**The data**
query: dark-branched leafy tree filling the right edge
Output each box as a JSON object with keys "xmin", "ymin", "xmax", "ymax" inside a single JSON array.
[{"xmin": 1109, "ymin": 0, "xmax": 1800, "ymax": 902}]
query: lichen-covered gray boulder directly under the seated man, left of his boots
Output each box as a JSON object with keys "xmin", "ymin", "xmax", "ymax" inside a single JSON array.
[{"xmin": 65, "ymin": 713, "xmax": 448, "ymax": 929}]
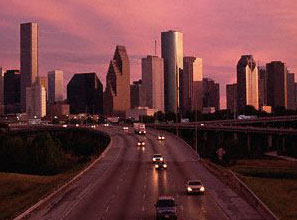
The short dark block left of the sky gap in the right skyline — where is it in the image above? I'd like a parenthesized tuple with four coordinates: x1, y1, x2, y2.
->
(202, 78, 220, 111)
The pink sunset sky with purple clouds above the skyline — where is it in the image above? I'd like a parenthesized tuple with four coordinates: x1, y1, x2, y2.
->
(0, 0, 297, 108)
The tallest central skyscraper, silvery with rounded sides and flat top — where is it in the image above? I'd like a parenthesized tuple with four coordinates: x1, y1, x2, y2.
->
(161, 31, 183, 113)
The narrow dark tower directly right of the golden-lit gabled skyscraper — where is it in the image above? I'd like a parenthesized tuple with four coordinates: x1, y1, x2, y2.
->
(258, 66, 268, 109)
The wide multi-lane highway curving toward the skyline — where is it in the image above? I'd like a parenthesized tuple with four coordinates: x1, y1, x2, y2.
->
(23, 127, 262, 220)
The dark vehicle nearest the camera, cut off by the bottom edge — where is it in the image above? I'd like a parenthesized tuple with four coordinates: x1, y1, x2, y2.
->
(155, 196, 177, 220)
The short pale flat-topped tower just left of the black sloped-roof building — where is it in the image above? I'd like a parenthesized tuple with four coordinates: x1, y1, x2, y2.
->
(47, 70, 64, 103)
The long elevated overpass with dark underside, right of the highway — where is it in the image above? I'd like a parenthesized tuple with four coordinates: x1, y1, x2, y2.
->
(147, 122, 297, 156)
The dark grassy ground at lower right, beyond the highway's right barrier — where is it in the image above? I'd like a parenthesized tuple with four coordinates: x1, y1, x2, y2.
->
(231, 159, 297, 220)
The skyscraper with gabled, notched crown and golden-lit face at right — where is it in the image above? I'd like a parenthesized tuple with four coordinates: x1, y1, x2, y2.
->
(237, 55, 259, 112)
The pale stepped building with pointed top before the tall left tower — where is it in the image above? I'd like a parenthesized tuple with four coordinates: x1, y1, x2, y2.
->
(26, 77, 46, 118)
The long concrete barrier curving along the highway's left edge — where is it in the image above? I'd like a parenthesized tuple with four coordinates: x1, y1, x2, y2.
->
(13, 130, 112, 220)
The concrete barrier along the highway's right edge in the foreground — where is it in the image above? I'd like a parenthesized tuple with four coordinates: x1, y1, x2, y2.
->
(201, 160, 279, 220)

...

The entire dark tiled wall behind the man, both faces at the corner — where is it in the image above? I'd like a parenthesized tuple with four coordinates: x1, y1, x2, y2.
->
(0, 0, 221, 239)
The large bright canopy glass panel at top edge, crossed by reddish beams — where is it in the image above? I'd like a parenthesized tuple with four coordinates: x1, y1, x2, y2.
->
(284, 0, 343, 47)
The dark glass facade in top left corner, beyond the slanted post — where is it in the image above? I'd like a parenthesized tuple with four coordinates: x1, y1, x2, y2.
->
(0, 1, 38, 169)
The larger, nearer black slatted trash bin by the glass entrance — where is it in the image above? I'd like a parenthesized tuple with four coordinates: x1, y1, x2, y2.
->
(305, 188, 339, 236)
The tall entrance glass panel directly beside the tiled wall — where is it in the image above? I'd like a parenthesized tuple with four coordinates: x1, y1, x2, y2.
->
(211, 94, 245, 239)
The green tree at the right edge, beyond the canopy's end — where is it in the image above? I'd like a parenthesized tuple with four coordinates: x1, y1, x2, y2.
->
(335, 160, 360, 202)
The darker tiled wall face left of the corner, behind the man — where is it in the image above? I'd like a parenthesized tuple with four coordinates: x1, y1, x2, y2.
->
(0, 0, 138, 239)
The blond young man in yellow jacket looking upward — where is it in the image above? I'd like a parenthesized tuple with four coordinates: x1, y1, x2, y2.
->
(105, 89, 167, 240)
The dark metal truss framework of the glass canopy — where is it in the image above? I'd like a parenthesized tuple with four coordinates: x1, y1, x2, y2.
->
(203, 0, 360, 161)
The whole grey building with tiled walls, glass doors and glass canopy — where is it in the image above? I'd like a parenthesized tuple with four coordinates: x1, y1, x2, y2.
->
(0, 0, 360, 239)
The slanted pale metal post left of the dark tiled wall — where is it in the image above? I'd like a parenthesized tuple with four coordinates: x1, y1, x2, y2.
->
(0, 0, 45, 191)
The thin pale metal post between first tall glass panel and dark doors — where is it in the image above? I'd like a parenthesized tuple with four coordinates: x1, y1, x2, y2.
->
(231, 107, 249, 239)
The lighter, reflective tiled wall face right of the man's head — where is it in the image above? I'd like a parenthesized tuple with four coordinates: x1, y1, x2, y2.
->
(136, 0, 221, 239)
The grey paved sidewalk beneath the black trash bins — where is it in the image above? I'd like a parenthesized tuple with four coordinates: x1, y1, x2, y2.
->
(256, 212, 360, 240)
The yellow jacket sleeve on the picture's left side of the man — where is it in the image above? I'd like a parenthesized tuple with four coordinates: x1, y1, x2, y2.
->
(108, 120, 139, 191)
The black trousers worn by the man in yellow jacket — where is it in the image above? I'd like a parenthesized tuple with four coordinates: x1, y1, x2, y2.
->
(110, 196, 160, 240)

**Problem statement**
Write out each line above that contains the word "query".

**Response**
query: dark-branched leafy tree filling the right edge
query: lichen-covered gray boulder directly under the seated man, left of his boots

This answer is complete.